■ Short task ■
Return the lines below verbatim, starting at the first line and ending at the line that contains "x=532, y=63".

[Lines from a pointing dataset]
============================================================

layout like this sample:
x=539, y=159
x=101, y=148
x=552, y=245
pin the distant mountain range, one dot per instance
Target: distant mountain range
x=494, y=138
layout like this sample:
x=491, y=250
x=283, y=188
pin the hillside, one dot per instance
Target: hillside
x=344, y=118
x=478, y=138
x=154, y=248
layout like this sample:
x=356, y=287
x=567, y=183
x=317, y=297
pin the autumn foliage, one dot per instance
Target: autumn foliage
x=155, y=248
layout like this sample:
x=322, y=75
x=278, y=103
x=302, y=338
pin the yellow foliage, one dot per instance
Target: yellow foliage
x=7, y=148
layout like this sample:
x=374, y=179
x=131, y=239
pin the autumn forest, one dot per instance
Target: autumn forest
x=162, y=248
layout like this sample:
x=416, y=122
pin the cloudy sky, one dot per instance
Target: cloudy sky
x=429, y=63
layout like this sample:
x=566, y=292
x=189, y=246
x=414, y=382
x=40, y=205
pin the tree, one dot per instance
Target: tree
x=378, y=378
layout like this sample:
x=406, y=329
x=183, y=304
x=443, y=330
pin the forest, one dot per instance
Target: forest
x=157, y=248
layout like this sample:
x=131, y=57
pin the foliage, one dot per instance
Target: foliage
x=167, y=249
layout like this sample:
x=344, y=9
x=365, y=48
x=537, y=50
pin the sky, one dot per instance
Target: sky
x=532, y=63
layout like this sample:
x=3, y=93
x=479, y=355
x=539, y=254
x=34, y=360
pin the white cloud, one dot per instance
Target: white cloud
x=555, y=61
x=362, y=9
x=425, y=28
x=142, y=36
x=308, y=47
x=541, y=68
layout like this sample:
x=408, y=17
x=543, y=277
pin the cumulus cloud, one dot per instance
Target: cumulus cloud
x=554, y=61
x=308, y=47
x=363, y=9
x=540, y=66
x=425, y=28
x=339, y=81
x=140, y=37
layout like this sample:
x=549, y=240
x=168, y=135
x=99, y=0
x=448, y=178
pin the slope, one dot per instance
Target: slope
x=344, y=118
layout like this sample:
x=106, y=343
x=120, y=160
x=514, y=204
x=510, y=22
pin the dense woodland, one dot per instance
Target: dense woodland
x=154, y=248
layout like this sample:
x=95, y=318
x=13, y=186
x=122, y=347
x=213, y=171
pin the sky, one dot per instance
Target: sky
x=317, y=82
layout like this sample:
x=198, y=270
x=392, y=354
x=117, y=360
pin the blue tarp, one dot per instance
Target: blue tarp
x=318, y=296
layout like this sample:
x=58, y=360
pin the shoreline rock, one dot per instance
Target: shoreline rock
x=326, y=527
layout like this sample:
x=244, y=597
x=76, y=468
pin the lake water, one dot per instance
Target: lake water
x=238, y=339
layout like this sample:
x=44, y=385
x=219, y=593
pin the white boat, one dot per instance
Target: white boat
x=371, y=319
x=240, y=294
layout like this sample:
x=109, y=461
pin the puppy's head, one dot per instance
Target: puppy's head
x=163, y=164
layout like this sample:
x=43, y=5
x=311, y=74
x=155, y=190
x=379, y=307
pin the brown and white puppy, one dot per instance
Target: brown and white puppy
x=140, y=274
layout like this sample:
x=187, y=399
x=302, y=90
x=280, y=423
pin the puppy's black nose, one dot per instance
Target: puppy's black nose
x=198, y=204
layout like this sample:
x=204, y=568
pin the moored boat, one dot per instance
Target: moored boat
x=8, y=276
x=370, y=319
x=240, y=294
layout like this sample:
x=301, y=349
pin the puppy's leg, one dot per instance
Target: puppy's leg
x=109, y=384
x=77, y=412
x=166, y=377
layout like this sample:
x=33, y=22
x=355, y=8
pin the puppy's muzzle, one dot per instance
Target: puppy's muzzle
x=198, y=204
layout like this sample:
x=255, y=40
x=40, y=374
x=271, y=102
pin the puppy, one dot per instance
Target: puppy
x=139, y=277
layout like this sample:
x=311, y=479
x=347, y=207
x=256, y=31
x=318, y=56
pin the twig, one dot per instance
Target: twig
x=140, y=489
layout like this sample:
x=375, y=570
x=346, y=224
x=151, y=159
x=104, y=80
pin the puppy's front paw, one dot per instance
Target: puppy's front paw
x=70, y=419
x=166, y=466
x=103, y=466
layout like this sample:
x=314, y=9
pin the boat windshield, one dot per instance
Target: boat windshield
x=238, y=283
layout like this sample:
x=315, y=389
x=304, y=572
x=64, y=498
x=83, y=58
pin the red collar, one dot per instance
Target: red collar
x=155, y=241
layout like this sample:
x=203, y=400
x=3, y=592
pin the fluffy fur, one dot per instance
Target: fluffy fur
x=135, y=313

============================================================

■ Exercise output ■
layout like this sample:
x=539, y=159
x=101, y=148
x=552, y=245
pin the distant mountain range, one dot per instance
Target: distant mountain range
x=494, y=138
layout like this sample:
x=491, y=250
x=283, y=188
pin the hillside, one dot per instance
Target: hillside
x=344, y=118
x=478, y=138
x=154, y=248
layout like this sample:
x=356, y=287
x=567, y=183
x=317, y=297
pin the autumn foliage, one dot per instance
Target: autumn foliage
x=155, y=248
layout like this sample:
x=322, y=75
x=278, y=103
x=302, y=338
pin the yellow foliage, one dot per instance
Target: yellow foliage
x=7, y=148
layout like this sample:
x=374, y=179
x=131, y=239
pin the autumn forest, one dot per instance
Target: autumn forest
x=162, y=248
layout like this sample:
x=416, y=122
pin the cloudy sky, one dot per instance
Target: cloudy sky
x=429, y=63
layout like this sample:
x=566, y=292
x=189, y=246
x=414, y=382
x=40, y=205
pin the tree, one dot per instance
Target: tree
x=378, y=378
layout like this sample:
x=406, y=329
x=183, y=304
x=443, y=330
pin the forest, one dot per instance
Target: forest
x=157, y=248
layout like this sample:
x=131, y=57
pin the foliage, one dot per instance
Target: foliage
x=167, y=249
layout like this sample:
x=344, y=9
x=365, y=48
x=537, y=50
pin the sky, one dot per instance
Target: sky
x=532, y=63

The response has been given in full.